**Records from a pointing dataset**
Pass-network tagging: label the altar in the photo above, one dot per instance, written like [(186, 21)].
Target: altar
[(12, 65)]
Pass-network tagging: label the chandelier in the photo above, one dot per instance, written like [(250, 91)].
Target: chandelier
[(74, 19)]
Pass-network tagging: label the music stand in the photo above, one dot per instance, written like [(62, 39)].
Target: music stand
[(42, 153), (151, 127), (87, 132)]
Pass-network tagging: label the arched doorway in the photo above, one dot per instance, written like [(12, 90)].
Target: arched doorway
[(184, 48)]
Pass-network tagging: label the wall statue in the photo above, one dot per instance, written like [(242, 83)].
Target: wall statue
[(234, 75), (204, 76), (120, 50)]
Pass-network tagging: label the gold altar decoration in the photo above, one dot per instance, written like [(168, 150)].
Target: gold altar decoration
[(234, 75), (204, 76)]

**Exercise details**
Convert the items above into a JSON list of strings, with one string for each line and no entries for blank lines.

**Task result**
[
  "Pass-network tagging: label the altar in the photo above, one dot per instance, written like [(186, 21)].",
  "Target: altar",
  "[(12, 65)]",
  "Pass-network tagging: label the chandelier in the photo above, one dot per instance, written like [(250, 91)].",
  "Target: chandelier",
  "[(74, 19)]",
  "Pass-network tagging: label the music stand in the photo above, one dot per instance, written like [(62, 39)].",
  "Target: music stand",
  "[(42, 153), (151, 127), (87, 132)]",
  "Pass-network tagging: label the arched doorway in the photo above, one dot per instance, written like [(12, 90)].",
  "Target: arched doorway",
  "[(184, 48)]",
  "Pass-network tagging: label the wall statue in the photo above, one dot per instance, written like [(242, 83)].",
  "Target: wall statue",
  "[(234, 75), (204, 76), (120, 50)]",
  "Pass-network tagging: label the gold altar decoration in the photo above, one dot per instance, written like [(168, 150)].",
  "Target: gold altar decoration",
  "[(234, 75), (204, 76)]"
]